What you are asked to do:
Say how many lines in the material below contain the word "suit", giving the number alone.

Record extracts:
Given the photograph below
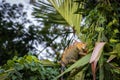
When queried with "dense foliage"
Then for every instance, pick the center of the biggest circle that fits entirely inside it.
(15, 39)
(28, 68)
(94, 22)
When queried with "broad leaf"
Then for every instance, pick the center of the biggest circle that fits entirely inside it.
(83, 61)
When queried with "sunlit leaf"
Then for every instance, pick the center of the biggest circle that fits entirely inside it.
(95, 57)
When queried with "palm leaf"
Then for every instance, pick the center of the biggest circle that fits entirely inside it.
(83, 61)
(66, 9)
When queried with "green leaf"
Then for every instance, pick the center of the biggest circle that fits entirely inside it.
(81, 62)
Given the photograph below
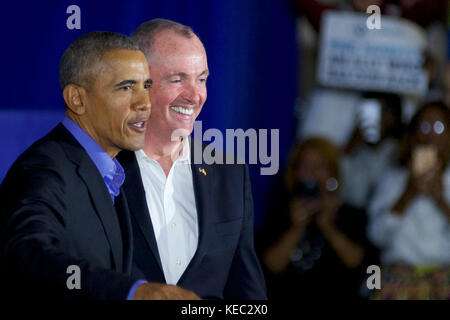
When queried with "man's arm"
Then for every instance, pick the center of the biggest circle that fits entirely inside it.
(246, 279)
(34, 244)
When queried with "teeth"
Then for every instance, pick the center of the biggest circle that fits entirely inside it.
(182, 110)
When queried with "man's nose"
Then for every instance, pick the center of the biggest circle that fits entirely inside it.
(142, 102)
(192, 93)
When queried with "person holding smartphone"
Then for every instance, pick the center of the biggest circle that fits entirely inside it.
(410, 212)
(312, 244)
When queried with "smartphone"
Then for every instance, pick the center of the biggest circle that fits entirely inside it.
(424, 159)
(369, 119)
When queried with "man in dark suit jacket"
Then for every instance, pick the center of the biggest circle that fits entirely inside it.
(192, 221)
(65, 225)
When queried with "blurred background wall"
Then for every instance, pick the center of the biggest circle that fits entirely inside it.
(252, 56)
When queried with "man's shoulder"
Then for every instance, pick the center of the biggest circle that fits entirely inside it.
(46, 152)
(222, 161)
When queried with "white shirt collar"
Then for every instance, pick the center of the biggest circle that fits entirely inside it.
(184, 155)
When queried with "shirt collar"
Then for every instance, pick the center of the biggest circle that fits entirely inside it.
(110, 169)
(184, 153)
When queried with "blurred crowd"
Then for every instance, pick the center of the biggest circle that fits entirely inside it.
(368, 180)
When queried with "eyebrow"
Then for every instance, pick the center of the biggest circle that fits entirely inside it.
(125, 82)
(184, 74)
(131, 82)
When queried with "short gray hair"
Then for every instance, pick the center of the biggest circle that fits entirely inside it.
(145, 34)
(87, 50)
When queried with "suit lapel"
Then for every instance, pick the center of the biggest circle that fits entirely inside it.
(124, 216)
(105, 210)
(99, 193)
(203, 178)
(137, 203)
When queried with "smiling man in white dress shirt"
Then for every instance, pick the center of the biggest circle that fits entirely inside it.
(192, 223)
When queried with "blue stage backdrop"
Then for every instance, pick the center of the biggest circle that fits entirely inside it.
(252, 56)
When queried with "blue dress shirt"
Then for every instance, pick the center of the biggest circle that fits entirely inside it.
(110, 169)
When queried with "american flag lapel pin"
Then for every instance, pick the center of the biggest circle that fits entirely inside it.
(201, 170)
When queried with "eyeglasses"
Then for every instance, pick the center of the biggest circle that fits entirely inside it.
(438, 127)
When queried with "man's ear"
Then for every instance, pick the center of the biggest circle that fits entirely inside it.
(75, 98)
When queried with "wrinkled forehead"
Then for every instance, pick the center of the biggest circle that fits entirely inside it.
(169, 45)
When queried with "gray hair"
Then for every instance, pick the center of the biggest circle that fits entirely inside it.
(145, 34)
(77, 62)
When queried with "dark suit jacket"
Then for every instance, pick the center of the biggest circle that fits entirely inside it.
(56, 211)
(225, 265)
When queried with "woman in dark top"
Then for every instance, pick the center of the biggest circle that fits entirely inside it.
(312, 245)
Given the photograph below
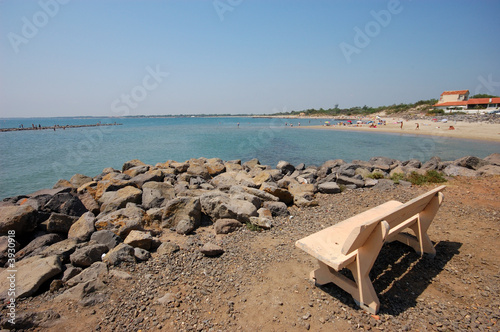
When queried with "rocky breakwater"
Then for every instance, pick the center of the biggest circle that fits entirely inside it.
(70, 238)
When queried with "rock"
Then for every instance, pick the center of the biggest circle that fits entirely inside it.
(71, 272)
(30, 320)
(152, 176)
(261, 222)
(59, 223)
(62, 248)
(87, 255)
(489, 170)
(167, 299)
(122, 221)
(348, 170)
(136, 170)
(347, 181)
(277, 209)
(432, 164)
(493, 159)
(21, 219)
(106, 237)
(66, 203)
(79, 180)
(453, 170)
(4, 249)
(329, 188)
(251, 163)
(81, 290)
(283, 195)
(384, 185)
(115, 200)
(211, 250)
(138, 239)
(97, 270)
(30, 274)
(186, 209)
(215, 167)
(121, 253)
(285, 167)
(121, 274)
(155, 193)
(470, 162)
(62, 183)
(329, 166)
(38, 244)
(83, 228)
(167, 248)
(226, 226)
(370, 183)
(141, 255)
(132, 163)
(89, 202)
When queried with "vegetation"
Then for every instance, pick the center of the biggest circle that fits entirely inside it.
(365, 110)
(483, 95)
(429, 177)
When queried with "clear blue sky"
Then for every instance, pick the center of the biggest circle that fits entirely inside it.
(108, 58)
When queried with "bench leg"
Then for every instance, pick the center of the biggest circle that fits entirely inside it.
(423, 244)
(361, 289)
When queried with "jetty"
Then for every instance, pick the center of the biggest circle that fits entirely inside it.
(55, 127)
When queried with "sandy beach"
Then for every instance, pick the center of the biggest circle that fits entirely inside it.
(465, 130)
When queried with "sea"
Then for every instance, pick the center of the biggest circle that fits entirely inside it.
(34, 160)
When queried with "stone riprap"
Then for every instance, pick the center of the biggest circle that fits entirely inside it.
(119, 216)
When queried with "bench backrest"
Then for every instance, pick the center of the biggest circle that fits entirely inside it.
(362, 232)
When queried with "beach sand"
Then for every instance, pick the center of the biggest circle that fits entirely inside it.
(465, 130)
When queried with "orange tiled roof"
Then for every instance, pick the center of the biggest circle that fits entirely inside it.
(456, 92)
(474, 101)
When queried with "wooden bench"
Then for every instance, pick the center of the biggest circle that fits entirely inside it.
(356, 242)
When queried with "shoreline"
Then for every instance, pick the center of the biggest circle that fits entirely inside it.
(462, 130)
(4, 130)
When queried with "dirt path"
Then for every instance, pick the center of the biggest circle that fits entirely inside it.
(261, 281)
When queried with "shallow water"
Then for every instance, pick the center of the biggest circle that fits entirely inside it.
(33, 160)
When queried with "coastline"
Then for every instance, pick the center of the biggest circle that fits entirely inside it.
(463, 130)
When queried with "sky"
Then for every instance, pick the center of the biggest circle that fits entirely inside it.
(117, 58)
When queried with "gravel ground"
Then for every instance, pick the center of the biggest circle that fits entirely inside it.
(261, 283)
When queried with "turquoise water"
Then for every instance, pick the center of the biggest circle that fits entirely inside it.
(33, 160)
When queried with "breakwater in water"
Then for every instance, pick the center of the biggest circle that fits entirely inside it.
(55, 127)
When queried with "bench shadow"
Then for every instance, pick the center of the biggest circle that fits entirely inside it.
(399, 276)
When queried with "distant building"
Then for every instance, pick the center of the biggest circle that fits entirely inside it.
(459, 101)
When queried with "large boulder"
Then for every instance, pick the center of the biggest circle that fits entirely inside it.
(79, 180)
(106, 237)
(155, 193)
(225, 226)
(59, 223)
(122, 221)
(119, 254)
(138, 239)
(30, 274)
(66, 203)
(218, 205)
(283, 195)
(184, 210)
(132, 163)
(87, 255)
(453, 170)
(470, 162)
(21, 219)
(493, 158)
(114, 200)
(83, 228)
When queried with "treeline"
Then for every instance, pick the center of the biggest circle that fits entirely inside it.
(425, 105)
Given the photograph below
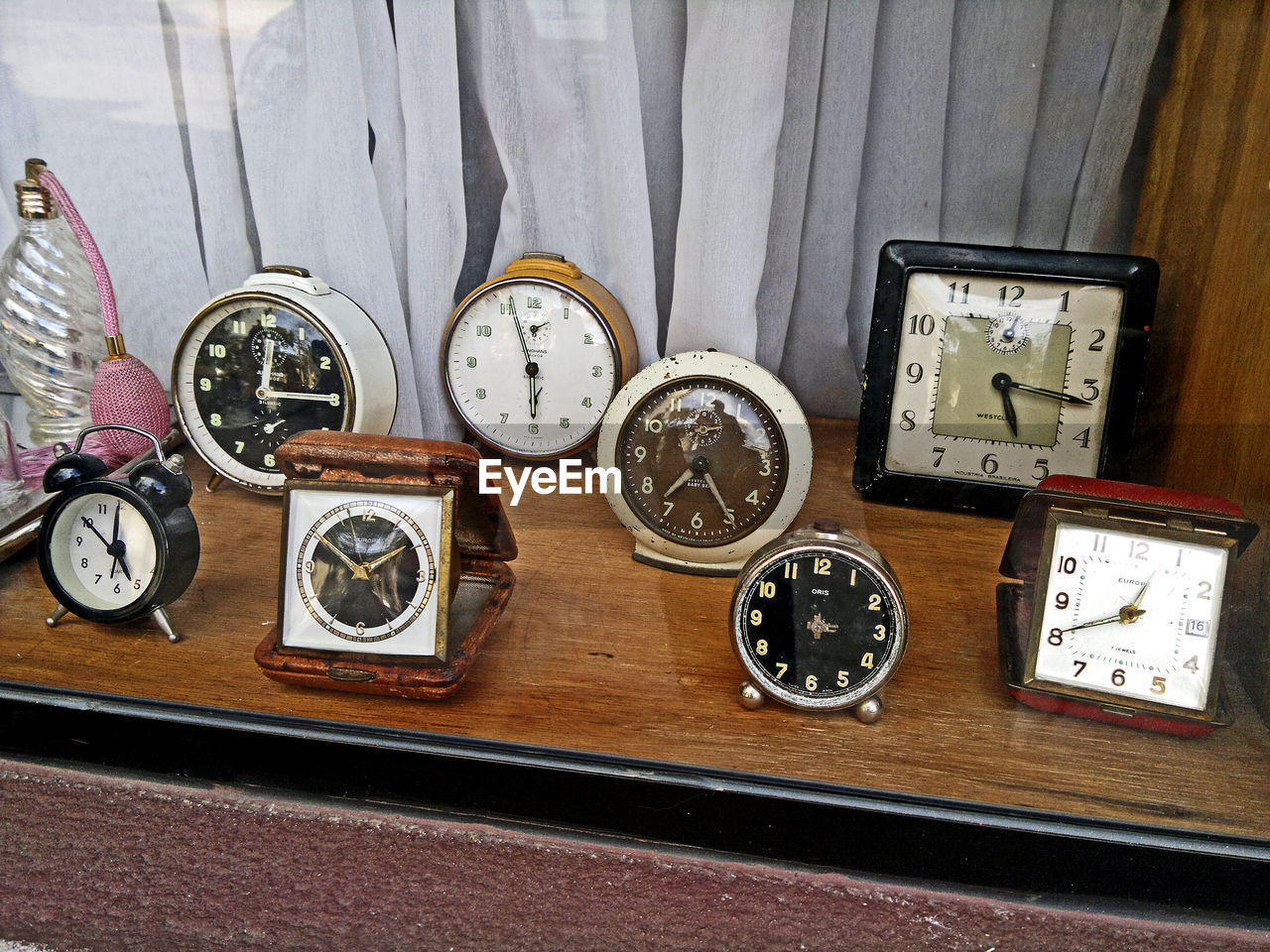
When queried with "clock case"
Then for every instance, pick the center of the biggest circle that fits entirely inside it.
(1130, 508)
(556, 271)
(1138, 277)
(481, 543)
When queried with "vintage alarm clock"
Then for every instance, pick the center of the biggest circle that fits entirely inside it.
(715, 461)
(1120, 610)
(532, 358)
(112, 549)
(394, 566)
(818, 622)
(282, 354)
(991, 368)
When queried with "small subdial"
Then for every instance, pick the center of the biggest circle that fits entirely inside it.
(1006, 333)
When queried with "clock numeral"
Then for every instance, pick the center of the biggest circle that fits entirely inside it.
(1015, 290)
(921, 324)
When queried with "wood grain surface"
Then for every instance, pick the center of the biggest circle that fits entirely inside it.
(597, 653)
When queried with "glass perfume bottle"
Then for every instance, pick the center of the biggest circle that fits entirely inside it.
(50, 316)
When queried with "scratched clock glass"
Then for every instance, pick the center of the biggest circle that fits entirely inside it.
(532, 358)
(363, 570)
(281, 356)
(991, 368)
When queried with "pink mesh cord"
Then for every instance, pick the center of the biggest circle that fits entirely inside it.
(123, 390)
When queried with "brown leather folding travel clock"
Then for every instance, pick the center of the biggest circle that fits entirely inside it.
(393, 569)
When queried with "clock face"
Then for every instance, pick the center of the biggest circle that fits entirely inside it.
(1132, 615)
(248, 375)
(818, 630)
(103, 549)
(531, 367)
(702, 461)
(1002, 379)
(362, 570)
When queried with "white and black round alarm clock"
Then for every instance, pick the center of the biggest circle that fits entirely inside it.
(114, 548)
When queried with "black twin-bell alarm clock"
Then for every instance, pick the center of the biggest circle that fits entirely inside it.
(113, 548)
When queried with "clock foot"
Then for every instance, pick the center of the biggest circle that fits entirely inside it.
(164, 624)
(869, 710)
(751, 697)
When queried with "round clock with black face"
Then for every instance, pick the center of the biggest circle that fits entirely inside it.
(715, 460)
(818, 622)
(991, 368)
(281, 356)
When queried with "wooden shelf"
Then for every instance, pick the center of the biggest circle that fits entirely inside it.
(602, 655)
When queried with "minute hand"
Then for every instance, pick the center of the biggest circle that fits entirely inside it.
(1053, 394)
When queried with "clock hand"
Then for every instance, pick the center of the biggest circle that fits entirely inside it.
(684, 477)
(372, 565)
(358, 570)
(1002, 382)
(333, 399)
(1040, 391)
(728, 517)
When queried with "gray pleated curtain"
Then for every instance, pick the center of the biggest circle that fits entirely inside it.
(728, 168)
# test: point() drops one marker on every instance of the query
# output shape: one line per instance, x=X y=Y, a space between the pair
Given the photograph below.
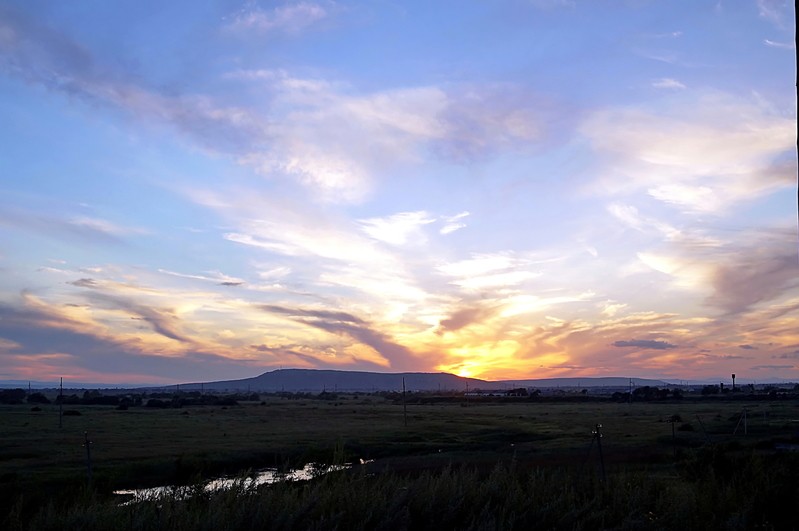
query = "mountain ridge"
x=318 y=380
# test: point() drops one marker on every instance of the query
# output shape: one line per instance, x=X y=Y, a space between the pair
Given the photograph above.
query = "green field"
x=145 y=446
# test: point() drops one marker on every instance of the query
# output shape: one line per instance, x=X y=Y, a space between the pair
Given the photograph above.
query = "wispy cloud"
x=668 y=83
x=644 y=343
x=398 y=229
x=783 y=45
x=288 y=18
x=453 y=223
x=705 y=155
x=774 y=11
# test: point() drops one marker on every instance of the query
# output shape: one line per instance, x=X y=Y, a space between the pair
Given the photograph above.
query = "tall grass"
x=711 y=489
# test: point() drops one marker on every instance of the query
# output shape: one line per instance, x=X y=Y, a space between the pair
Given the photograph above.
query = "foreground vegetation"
x=456 y=464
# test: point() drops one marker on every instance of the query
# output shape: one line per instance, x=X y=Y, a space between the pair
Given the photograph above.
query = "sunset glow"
x=501 y=190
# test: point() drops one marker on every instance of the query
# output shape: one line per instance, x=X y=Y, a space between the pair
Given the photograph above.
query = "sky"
x=208 y=190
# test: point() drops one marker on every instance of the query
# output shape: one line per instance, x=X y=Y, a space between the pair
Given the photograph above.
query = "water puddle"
x=262 y=477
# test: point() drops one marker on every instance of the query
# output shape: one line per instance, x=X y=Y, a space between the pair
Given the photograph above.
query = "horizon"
x=527 y=189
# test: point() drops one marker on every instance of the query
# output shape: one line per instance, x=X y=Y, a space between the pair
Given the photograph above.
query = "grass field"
x=145 y=446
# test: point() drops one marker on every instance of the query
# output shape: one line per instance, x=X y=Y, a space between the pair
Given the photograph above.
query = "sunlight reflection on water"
x=262 y=477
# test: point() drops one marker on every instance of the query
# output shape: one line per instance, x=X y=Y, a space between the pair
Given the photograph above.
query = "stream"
x=261 y=477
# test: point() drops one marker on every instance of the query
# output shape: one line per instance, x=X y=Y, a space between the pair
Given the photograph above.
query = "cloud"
x=489 y=271
x=325 y=315
x=453 y=223
x=773 y=11
x=700 y=152
x=783 y=45
x=212 y=276
x=87 y=230
x=398 y=356
x=41 y=342
x=667 y=83
x=465 y=317
x=771 y=367
x=644 y=343
x=552 y=4
x=755 y=274
x=398 y=229
x=288 y=18
x=163 y=322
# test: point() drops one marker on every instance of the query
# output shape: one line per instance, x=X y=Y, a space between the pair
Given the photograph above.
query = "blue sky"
x=521 y=188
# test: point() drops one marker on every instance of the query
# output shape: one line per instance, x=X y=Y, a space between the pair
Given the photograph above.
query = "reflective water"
x=265 y=476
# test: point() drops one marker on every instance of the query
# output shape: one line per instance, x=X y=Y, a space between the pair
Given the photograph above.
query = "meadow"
x=431 y=462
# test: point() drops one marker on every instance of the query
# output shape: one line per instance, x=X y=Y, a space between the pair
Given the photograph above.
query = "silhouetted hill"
x=315 y=380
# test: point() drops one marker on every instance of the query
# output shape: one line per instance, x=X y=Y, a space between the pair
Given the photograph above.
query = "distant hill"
x=317 y=380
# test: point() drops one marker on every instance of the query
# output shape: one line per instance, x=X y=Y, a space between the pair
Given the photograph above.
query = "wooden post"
x=404 y=403
x=88 y=444
x=61 y=405
x=598 y=435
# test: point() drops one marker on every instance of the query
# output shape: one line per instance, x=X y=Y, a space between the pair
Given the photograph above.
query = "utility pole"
x=88 y=444
x=598 y=435
x=404 y=403
x=61 y=405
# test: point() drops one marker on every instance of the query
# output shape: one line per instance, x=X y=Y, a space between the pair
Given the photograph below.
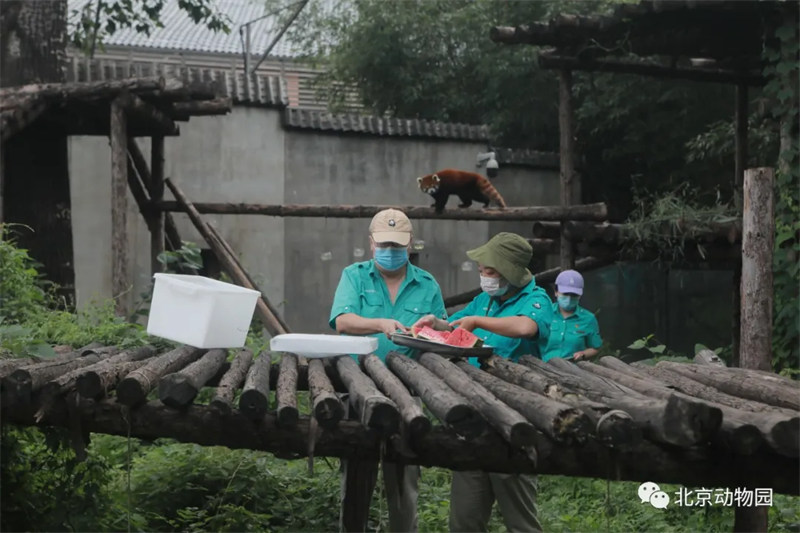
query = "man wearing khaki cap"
x=513 y=315
x=380 y=297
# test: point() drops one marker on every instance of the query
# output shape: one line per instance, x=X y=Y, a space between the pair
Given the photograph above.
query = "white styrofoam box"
x=313 y=345
x=200 y=311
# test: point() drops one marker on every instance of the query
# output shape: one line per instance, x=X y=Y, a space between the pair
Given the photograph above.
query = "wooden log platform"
x=780 y=427
x=69 y=380
x=375 y=410
x=561 y=422
x=450 y=407
x=254 y=401
x=410 y=411
x=133 y=389
x=597 y=211
x=621 y=402
x=232 y=380
x=180 y=388
x=674 y=421
x=286 y=390
x=613 y=427
x=24 y=381
x=738 y=384
x=508 y=422
x=326 y=406
x=738 y=431
x=206 y=426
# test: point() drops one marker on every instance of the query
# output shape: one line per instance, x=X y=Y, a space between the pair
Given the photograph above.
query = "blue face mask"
x=391 y=258
x=568 y=303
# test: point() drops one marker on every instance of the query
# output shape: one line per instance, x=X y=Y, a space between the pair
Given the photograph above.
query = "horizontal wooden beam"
x=597 y=211
x=140 y=111
x=553 y=61
x=11 y=97
x=204 y=425
x=184 y=110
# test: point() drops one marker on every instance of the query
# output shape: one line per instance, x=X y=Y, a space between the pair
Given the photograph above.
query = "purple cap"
x=570 y=282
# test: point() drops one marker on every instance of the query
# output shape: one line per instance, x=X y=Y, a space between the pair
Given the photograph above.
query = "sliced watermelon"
x=464 y=339
x=431 y=334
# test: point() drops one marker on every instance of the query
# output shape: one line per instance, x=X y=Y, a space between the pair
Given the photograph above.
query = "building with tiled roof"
x=182 y=44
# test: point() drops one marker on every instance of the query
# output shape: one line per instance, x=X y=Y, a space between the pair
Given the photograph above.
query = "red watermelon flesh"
x=431 y=334
x=464 y=339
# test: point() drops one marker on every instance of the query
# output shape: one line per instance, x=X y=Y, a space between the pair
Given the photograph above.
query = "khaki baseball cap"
x=509 y=254
x=391 y=225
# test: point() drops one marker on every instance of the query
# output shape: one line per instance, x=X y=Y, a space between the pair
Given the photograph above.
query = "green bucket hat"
x=509 y=254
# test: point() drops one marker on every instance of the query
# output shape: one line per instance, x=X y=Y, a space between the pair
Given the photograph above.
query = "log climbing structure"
x=690 y=423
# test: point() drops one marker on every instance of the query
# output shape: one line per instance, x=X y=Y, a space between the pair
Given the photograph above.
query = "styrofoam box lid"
x=192 y=283
x=317 y=345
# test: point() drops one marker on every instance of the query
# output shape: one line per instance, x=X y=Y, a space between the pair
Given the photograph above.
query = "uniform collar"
x=525 y=290
x=578 y=313
x=412 y=273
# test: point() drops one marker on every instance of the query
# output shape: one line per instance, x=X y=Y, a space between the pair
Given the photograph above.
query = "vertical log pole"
x=740 y=161
x=567 y=161
x=119 y=207
x=156 y=195
x=758 y=233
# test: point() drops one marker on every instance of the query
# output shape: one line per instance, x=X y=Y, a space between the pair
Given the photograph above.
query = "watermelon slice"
x=464 y=339
x=431 y=334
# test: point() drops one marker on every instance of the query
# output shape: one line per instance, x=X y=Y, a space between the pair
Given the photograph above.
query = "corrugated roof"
x=259 y=89
x=181 y=33
x=395 y=127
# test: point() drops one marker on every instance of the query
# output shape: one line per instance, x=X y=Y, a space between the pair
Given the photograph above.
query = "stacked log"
x=232 y=380
x=133 y=389
x=180 y=388
x=566 y=416
x=254 y=401
x=450 y=407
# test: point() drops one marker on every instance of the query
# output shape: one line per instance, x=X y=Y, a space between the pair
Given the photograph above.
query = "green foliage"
x=21 y=290
x=186 y=260
x=665 y=223
x=30 y=323
x=783 y=95
x=44 y=487
x=101 y=18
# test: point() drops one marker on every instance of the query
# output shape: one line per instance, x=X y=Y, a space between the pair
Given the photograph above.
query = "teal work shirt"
x=574 y=333
x=531 y=301
x=363 y=291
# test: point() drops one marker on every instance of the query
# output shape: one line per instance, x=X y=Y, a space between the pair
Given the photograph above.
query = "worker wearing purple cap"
x=574 y=333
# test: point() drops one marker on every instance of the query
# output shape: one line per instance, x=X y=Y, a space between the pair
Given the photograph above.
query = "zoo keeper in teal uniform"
x=513 y=315
x=574 y=333
x=378 y=298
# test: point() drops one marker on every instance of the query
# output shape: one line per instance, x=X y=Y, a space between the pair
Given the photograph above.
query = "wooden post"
x=758 y=230
x=156 y=195
x=119 y=207
x=740 y=161
x=567 y=161
x=758 y=234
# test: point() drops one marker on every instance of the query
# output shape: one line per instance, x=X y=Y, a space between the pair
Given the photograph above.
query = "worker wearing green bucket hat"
x=512 y=315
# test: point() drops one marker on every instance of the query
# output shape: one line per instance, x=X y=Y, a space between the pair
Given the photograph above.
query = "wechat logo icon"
x=651 y=493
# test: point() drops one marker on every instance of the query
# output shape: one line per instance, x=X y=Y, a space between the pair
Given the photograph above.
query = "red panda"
x=468 y=186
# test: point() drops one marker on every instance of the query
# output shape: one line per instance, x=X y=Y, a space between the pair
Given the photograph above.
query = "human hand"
x=427 y=320
x=468 y=323
x=389 y=326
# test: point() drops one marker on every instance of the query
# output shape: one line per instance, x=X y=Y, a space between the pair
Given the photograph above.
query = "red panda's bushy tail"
x=491 y=192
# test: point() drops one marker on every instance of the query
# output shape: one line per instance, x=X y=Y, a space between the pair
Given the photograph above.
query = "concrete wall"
x=247 y=156
x=333 y=169
x=236 y=158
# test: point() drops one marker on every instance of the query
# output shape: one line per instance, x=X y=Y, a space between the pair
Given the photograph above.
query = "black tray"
x=425 y=345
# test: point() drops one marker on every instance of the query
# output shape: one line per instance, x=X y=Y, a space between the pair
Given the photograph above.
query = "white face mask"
x=493 y=286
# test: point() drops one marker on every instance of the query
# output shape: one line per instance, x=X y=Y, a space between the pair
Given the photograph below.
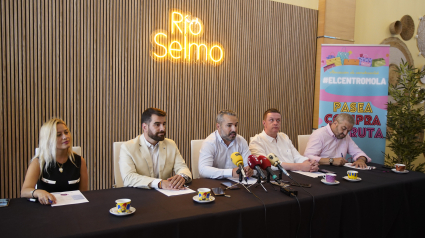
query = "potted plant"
x=405 y=118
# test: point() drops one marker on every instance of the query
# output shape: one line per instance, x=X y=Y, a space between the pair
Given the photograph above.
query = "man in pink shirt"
x=330 y=144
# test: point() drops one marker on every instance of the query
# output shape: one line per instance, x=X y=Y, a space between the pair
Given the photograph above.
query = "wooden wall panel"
x=89 y=62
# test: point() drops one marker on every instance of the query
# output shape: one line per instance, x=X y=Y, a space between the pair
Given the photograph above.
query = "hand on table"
x=314 y=165
x=304 y=166
x=339 y=161
x=44 y=197
x=359 y=163
x=248 y=171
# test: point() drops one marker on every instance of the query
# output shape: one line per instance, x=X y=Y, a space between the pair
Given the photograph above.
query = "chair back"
x=117 y=173
x=75 y=149
x=302 y=143
x=195 y=147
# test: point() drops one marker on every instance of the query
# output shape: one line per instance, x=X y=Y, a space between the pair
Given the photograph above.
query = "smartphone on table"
x=229 y=185
x=218 y=191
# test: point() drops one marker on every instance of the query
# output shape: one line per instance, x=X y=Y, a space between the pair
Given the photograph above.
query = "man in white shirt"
x=271 y=140
x=214 y=156
x=149 y=160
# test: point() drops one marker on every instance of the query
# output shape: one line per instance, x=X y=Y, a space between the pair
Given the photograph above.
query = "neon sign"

Output for this task:
3